++++ Task material ++++

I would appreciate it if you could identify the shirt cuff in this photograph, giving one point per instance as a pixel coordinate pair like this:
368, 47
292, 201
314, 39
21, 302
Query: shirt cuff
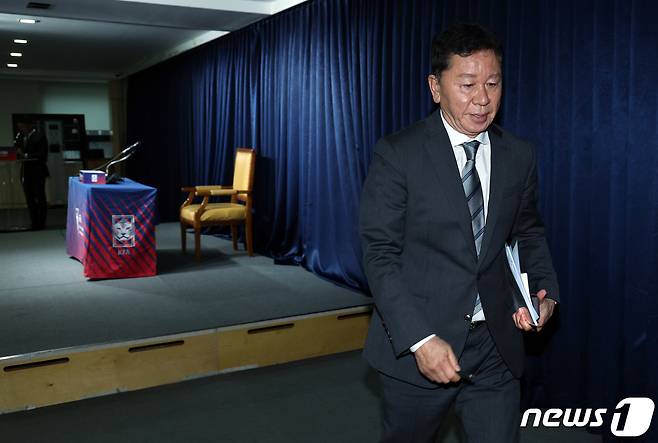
417, 346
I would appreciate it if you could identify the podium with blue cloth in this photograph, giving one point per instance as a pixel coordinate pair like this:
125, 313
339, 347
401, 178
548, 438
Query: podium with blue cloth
110, 228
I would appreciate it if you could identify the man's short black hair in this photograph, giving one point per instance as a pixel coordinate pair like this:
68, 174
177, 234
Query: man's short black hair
462, 39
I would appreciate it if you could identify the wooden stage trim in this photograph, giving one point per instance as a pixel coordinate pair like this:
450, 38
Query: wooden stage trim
51, 377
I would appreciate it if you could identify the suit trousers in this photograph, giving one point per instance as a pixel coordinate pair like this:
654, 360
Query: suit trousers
487, 405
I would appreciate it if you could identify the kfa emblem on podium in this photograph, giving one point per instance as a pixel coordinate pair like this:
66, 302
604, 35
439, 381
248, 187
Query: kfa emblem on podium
123, 231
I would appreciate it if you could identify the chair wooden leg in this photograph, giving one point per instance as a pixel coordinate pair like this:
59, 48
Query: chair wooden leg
183, 242
197, 243
249, 233
234, 236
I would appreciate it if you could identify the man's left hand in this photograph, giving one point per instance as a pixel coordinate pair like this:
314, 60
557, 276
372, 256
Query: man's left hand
522, 318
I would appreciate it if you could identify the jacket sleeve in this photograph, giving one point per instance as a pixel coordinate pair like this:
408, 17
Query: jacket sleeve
382, 227
534, 254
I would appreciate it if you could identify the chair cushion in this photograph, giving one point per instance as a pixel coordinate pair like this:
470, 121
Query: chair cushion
216, 212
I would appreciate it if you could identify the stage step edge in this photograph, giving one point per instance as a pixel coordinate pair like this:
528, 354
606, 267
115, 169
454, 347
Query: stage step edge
44, 378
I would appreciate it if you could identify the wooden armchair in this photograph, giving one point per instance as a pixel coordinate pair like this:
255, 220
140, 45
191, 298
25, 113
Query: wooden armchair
235, 213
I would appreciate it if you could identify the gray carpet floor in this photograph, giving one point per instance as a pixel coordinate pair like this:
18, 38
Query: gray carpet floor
328, 399
46, 303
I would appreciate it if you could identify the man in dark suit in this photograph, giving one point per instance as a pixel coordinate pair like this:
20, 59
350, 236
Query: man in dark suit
33, 149
441, 200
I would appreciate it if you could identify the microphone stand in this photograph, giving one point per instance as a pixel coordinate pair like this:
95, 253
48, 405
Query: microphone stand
121, 156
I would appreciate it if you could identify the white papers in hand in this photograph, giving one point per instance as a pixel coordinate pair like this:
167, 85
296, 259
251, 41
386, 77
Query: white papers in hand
521, 279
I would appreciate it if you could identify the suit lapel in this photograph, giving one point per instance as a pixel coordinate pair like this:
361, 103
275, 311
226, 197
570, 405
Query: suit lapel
440, 152
499, 163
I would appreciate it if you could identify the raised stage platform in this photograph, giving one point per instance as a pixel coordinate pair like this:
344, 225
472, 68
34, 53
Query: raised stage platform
64, 338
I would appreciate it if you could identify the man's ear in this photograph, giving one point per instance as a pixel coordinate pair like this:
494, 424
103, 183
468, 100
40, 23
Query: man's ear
435, 88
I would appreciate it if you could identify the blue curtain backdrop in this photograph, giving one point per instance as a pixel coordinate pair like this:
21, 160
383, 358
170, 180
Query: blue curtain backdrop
314, 87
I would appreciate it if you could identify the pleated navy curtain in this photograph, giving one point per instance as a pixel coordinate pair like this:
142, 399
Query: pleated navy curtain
314, 87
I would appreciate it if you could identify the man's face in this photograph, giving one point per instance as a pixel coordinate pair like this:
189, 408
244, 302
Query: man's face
469, 91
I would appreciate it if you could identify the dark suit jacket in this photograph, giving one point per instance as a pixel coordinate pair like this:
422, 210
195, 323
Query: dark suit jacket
419, 252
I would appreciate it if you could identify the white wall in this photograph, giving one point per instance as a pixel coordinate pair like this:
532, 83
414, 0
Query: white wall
47, 97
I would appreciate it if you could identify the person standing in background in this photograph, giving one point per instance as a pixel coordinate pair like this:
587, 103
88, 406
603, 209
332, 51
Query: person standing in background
32, 148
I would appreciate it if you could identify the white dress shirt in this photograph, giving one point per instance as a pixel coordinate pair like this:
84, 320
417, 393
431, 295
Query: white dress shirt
483, 167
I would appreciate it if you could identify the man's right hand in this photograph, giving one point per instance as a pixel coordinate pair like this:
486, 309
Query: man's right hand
437, 361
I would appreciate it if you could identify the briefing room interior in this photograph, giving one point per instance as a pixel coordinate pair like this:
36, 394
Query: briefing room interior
242, 221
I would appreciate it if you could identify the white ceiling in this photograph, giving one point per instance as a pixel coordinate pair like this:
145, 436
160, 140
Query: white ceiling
98, 40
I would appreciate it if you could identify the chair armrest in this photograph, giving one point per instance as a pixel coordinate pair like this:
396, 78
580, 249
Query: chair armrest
216, 192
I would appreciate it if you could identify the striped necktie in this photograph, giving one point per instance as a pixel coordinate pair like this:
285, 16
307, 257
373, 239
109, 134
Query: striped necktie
475, 201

++++

Task to carry out: The listing above must be restated word for word. Its pictures are to be left out.

Answer to this problem:
I would appreciate it if you could identify the shirt cuff in this photograph, giving one point per instance as a pixel coordinate pair like this:
368, 47
292, 201
314, 39
21, 302
Query: shirt cuff
417, 346
I would appreciate it if you could identify the podium with blue cloth in this photograph, giving one point per instance as a pixel coordinate pair like this:
125, 313
339, 347
401, 178
548, 438
Query: podium with blue cloth
110, 228
I would appreciate it if you could identify the man's short black hair in this photograph, giving one point per instance as a pixel coordinate pair like this:
68, 174
177, 234
Query: man's short black hair
462, 39
I would appreciate it if you could identify the wooden stage trim in this photograph, giving one point per instance as a pixel coordinate pair like this:
450, 38
Query: wooden stage trim
51, 377
I would appreciate it if you could identify the suit trousers in this photograph, giving one point per instance as a pixel coordinate pair like this:
654, 360
Query: suit trousers
487, 405
I would appreciate it if you could identify the kfa emblem on podium in this photograph, giving one point per instance as a pixel coordinate pair like this:
66, 302
604, 35
439, 381
248, 187
Query: kfa emblem on podium
123, 231
I would appreciate it if you could identify the chair wooden leg in this photograph, giving one point per instance as a pixel coordinate pair like this:
59, 48
Query: chair wooden leg
183, 242
197, 243
249, 233
234, 236
I would appreciate it if you could identify the man's left hand in this photograph, giving one point per instance as a pixel coordinate pair like this:
314, 60
557, 276
372, 256
Query: man's left hand
522, 318
I would appreciate it if you could identify the jacket sleeve in this photograph, giving one point per instance as a pixel coordinate pair like this:
408, 17
Query: jacket sleeve
382, 227
534, 254
I would appreciate it if you could identify the chair cushion in this photograph, giving one point per instance as a pixel coordinate pair like this:
470, 121
Query: chair cushion
216, 212
I would appreciate it if you could identify the stage step edge in this photograph, giving one point per instance as a pixel coordinate pair like this:
528, 354
606, 267
115, 169
454, 347
Query: stage step edge
44, 378
I would appreciate it if you could identify the wooden armchair in this photograph, giving one point per instance as a pixel coordinate pair like this:
255, 220
140, 45
191, 298
25, 113
Query: wooden armchair
235, 213
I would appreciate it if you could identify the gray carpet floor in this photograph, giving one point per instance as a pixel coordinate pair like this:
18, 38
Query: gray carpet floor
328, 399
46, 303
I would appreciate it if you could identify the man in dark suit in this photograph, giving one point per instance as a pixel coordinate pair like this:
20, 59
350, 236
Query: man in dark suit
33, 149
441, 200
I would appreciate it if you could identify the microphone stand in this photograph, giving one point per instance as a pixel coordinate pair like this:
95, 253
48, 405
Query: microphone stand
121, 156
I would appreciate it if you could identify the white papers in hand in this photograph, giving one point per instance as a pixel coordinate pair like this:
167, 85
296, 259
251, 41
386, 77
Query: white papers in hand
521, 279
I would appreciate it if you could identify the suit lapel in this photograph, giving one point per instance as a pixel coordinate pair like this:
361, 103
275, 311
226, 197
570, 405
Query: suit lapel
440, 152
499, 163
I would appreciate it if you could identify the raised stage platform in this photograph, giving one point per instance as a pixel coordinate pair like this:
344, 225
472, 68
34, 53
Query: raised stage platform
64, 338
I would appreciate it if you could identify the man's ear in this photograph, giving one point per instance as a pixel coordinate pair like this:
494, 424
103, 183
468, 100
40, 23
Query: man's ear
435, 88
I would appreciate it if you could identify the blue curtain backdrop in this photograph, giving one point per instance as a pixel coordinate pair like this:
21, 160
383, 358
170, 180
Query: blue curtain backdrop
314, 87
I would appreciate it if you could identify the pleated navy curtain in this photograph, giving one point per instance as a pixel coordinate pair like this:
142, 399
Query: pleated navy curtain
314, 87
I would appreciate it if you could identify the man's face in this photograph, giving one point per instance as a pixel coordinate pair like this:
189, 408
244, 302
Query: man's face
469, 91
I would appreciate it if you could identify the dark suit jacket in this photograph, giving one point per instance as a pixel coordinate pair like this:
422, 210
195, 323
Query: dark suit jacket
419, 252
I would appreciate it if you could identify the white wall in this photograph, giving one point per instance as a pixel coordinate pair like this:
532, 83
414, 0
Query: white wall
47, 97
I would appreciate it if you could identify the person standing in background in this photograph, giving one point per instance as a pixel coordinate pair like this:
587, 103
88, 406
603, 209
332, 51
Query: person standing in background
32, 148
I would appreciate it if you could identify the white dress shirt in this photograph, giving one point per instance as a pixel coordinate pair like this:
84, 320
417, 393
431, 295
Query: white dress shirt
483, 167
I would appreciate it if you could identify the man's right hand in this photograph, giving one point per instance as a pixel coordinate pair like this:
486, 309
Query: man's right hand
437, 361
I would appreciate it if you could identify the briefing room interior in this photograph, giving one point per instance as a pixel coordinate pair like this:
36, 394
Query: briefing room interior
242, 221
I would appreciate it if you could identify the white ceiling in this photograph, giving one point per instance as a pixel coordinate pair like this:
145, 436
160, 140
Query: white ceiling
98, 40
I would appreciate it if you could identify the chair armrest in this photograph, giving one point per instance as a pixel coordinate pair like this:
396, 78
580, 249
Query: chair armrest
216, 192
I would appreciate it if you could identify the striped necktie in this photograph, giving one point per instance as a pixel coordinate pair like this:
285, 16
307, 257
373, 239
109, 134
Query: striped necktie
475, 201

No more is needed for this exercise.